WHAT YOU HAVE TO DO.
Among the entries below, find the lines that hold the word "cloud" and report them.

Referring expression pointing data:
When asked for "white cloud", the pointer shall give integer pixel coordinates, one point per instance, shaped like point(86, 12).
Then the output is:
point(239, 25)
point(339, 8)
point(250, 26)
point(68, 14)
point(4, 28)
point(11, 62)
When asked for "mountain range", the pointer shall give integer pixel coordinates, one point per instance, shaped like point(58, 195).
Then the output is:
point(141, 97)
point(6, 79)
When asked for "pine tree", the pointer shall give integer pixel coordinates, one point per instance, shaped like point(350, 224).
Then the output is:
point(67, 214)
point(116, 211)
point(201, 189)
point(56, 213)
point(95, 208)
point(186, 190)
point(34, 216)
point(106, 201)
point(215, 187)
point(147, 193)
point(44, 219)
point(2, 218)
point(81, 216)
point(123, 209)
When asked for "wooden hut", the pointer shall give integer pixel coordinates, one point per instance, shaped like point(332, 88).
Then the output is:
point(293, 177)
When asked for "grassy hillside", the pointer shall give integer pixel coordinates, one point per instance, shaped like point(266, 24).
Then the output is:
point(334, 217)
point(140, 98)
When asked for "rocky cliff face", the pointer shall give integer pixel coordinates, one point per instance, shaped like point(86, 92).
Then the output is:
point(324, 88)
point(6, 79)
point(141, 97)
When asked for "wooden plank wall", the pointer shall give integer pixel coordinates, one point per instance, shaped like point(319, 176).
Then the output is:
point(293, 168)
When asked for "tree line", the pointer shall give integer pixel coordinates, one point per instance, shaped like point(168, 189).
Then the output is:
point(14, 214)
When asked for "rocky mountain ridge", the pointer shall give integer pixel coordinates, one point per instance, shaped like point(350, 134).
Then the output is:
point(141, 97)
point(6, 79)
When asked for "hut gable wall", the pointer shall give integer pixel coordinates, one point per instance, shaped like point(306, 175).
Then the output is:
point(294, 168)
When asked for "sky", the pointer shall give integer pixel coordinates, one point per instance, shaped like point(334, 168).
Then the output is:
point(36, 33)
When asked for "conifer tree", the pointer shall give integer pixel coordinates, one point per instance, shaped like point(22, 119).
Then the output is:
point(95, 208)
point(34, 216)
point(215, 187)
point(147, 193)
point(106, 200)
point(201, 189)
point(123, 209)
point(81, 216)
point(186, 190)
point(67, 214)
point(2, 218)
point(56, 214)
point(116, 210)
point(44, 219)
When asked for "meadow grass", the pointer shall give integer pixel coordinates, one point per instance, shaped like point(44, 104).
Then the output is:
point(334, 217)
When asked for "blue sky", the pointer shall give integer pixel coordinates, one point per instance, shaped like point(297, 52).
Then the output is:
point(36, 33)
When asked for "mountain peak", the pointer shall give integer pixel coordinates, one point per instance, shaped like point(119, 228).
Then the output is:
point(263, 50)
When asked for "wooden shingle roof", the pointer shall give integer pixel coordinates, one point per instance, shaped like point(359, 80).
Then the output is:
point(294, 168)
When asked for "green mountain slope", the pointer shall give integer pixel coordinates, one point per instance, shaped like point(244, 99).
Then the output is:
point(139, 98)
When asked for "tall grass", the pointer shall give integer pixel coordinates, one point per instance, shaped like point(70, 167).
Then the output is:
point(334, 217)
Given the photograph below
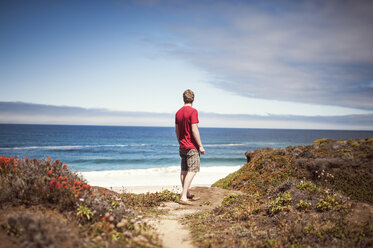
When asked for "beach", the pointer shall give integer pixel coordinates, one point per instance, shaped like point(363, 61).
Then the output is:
point(154, 179)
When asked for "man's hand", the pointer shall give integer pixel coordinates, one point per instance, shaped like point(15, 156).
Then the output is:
point(202, 150)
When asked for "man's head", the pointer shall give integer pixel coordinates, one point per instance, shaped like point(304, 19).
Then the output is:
point(188, 96)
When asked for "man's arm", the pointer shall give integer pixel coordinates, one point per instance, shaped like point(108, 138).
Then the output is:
point(177, 132)
point(197, 137)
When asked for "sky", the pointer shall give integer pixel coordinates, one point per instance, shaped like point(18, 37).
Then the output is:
point(273, 64)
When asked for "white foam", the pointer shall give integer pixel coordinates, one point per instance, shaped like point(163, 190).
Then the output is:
point(167, 176)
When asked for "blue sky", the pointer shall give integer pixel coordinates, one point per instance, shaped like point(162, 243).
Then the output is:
point(254, 58)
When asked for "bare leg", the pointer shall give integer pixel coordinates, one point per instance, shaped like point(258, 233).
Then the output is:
point(187, 181)
point(182, 178)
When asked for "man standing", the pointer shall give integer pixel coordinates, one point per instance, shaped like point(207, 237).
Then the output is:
point(187, 133)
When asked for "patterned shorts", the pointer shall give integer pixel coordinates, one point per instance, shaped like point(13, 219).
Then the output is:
point(189, 159)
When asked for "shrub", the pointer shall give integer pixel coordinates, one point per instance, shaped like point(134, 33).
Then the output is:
point(281, 203)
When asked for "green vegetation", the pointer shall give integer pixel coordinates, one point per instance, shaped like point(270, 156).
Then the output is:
point(44, 204)
point(318, 195)
point(281, 203)
point(304, 205)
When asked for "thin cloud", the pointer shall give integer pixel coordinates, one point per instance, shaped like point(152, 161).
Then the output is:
point(318, 52)
point(27, 113)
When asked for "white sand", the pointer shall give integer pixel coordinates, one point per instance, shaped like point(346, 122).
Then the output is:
point(154, 179)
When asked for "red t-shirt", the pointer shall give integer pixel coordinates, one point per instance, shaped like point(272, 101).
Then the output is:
point(184, 118)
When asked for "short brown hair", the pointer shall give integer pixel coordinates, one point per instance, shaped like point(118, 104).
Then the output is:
point(188, 96)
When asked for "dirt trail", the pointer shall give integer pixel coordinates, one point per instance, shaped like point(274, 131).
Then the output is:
point(175, 234)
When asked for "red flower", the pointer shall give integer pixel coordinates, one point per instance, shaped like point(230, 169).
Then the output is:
point(86, 186)
point(58, 185)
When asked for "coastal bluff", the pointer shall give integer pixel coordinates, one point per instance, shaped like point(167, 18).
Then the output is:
point(317, 195)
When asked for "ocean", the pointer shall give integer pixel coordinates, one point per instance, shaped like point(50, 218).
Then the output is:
point(140, 156)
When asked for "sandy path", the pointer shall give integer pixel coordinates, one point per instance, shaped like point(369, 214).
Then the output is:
point(175, 234)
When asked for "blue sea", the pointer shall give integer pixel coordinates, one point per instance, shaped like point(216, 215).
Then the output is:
point(135, 152)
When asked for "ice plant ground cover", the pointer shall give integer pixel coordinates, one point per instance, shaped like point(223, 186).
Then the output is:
point(45, 204)
point(317, 195)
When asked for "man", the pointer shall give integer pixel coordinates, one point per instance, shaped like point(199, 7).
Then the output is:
point(187, 133)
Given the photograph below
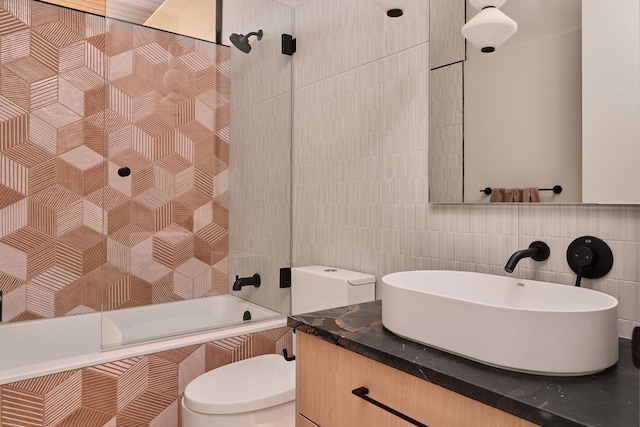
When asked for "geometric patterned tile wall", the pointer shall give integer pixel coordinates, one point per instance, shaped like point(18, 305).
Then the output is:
point(139, 391)
point(82, 97)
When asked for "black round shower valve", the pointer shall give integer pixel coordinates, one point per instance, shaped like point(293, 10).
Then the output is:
point(590, 257)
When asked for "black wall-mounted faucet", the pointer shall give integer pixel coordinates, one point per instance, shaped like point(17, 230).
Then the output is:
point(246, 281)
point(539, 251)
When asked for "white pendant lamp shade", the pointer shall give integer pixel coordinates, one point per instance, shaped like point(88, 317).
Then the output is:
point(489, 28)
point(393, 8)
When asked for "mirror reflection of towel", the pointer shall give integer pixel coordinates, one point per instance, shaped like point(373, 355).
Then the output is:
point(515, 195)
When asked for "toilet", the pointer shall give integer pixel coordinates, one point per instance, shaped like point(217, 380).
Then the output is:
point(260, 391)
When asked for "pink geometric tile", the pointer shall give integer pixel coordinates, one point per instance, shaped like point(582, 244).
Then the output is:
point(14, 124)
point(57, 46)
point(192, 279)
point(173, 175)
point(141, 178)
point(55, 128)
point(193, 141)
point(152, 210)
point(160, 279)
point(112, 209)
point(80, 251)
point(129, 247)
point(33, 168)
point(29, 83)
point(152, 137)
point(131, 98)
point(50, 399)
point(170, 371)
point(82, 91)
point(44, 290)
point(55, 210)
point(13, 210)
point(81, 170)
point(193, 210)
point(112, 386)
point(172, 246)
point(26, 253)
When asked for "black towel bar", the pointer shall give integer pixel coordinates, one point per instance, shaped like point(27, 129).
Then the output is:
point(557, 189)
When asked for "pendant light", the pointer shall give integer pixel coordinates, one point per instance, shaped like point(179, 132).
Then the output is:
point(490, 27)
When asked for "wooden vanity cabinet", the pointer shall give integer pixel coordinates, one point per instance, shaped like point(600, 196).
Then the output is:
point(327, 374)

ANSWER BOX.
When asked for "white cloud", the pointer shall give integer pixel coordinates, one point per instance, shaped like point(86, 12).
When asked for "thin cloud", the pointer shall give integer pixel coordinates, one point per instance, shaped like point(152, 161).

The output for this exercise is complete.